-- Exercise instructions --
Using the entries below, return word for word the lines from the one containing "Shelf-audit tool: tag the clouds" up to and including the last.

-- Supplied information --
┌──
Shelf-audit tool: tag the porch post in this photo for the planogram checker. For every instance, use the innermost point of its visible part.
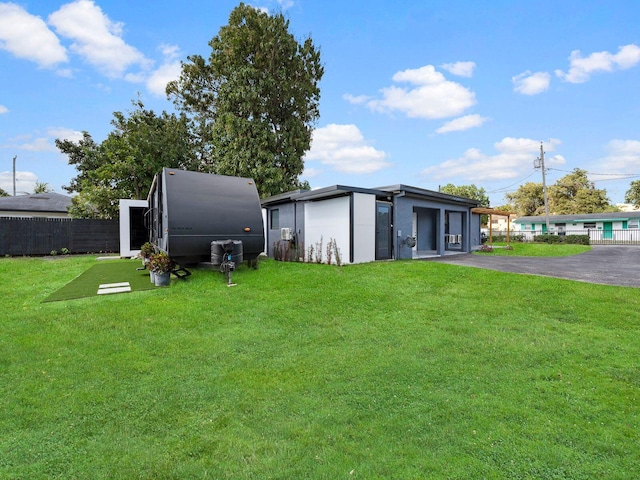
(440, 232)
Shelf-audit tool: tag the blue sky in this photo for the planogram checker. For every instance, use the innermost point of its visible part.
(419, 93)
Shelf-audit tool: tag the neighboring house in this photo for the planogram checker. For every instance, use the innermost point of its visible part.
(502, 223)
(621, 226)
(394, 222)
(48, 205)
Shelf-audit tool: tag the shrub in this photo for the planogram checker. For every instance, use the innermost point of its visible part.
(160, 263)
(512, 238)
(569, 239)
(577, 239)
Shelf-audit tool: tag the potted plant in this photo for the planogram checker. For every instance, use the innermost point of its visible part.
(146, 250)
(161, 265)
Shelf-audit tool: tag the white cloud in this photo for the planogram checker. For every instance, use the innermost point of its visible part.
(310, 172)
(581, 68)
(432, 97)
(96, 38)
(513, 158)
(462, 123)
(65, 134)
(622, 156)
(43, 143)
(528, 83)
(462, 69)
(27, 36)
(356, 100)
(344, 148)
(25, 182)
(168, 71)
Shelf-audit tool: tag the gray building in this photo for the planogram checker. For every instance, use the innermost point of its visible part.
(393, 222)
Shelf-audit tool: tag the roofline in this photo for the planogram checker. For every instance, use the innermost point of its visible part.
(580, 217)
(423, 192)
(319, 194)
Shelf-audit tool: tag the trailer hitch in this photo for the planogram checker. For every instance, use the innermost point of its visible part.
(228, 265)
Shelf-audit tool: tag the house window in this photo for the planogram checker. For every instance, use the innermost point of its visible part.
(275, 219)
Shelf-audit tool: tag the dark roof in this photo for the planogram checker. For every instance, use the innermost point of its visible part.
(423, 192)
(340, 190)
(317, 194)
(39, 202)
(580, 217)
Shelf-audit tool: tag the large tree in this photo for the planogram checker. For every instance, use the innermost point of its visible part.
(468, 191)
(571, 194)
(123, 165)
(254, 101)
(575, 193)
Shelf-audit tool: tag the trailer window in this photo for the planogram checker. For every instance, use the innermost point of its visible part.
(275, 219)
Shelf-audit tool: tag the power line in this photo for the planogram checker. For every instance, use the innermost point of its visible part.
(594, 173)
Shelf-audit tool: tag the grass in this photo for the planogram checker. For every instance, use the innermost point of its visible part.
(536, 250)
(402, 369)
(105, 272)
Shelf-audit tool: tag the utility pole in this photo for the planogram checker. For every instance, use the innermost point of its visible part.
(14, 175)
(539, 163)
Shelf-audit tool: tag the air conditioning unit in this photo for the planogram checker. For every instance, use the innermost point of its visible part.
(285, 234)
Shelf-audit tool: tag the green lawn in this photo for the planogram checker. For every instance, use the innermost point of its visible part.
(405, 369)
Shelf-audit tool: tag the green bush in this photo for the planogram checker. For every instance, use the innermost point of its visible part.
(512, 238)
(577, 239)
(568, 239)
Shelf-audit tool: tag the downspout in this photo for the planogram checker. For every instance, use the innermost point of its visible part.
(351, 228)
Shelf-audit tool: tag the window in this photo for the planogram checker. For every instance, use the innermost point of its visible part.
(275, 219)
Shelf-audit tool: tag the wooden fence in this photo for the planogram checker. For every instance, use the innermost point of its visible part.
(42, 236)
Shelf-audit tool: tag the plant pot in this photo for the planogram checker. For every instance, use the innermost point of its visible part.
(163, 279)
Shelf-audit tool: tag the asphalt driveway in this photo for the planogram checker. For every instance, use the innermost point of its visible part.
(604, 264)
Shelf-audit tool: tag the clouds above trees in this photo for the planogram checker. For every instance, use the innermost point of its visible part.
(80, 29)
(580, 69)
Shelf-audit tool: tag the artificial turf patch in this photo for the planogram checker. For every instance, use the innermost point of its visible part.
(106, 272)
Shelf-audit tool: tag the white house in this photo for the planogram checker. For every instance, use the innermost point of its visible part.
(607, 227)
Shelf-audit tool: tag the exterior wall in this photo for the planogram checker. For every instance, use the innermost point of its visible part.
(326, 220)
(426, 233)
(287, 219)
(474, 235)
(431, 225)
(364, 229)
└──
-- Reply to the task --
Shelf-audit tool: tag the clouds above trees in this photo for the planogram checker. For every instance, use the innermost point of its visible part.
(80, 29)
(580, 69)
Shelf-audit tool: tag the artificial turf patch in this photo for the planogram checker. For every instance, use the innermost point of its visible part.
(106, 272)
Shelf-audit tool: tag the white house in this photo for the planogram checker. For every instance, use the innermost point of its visible part.
(607, 227)
Shelf-audit tool: tag the exterior wall in this photo for the planogram checker. For every instance, use the innermost point of its visible part.
(326, 220)
(426, 233)
(287, 219)
(474, 235)
(431, 225)
(364, 229)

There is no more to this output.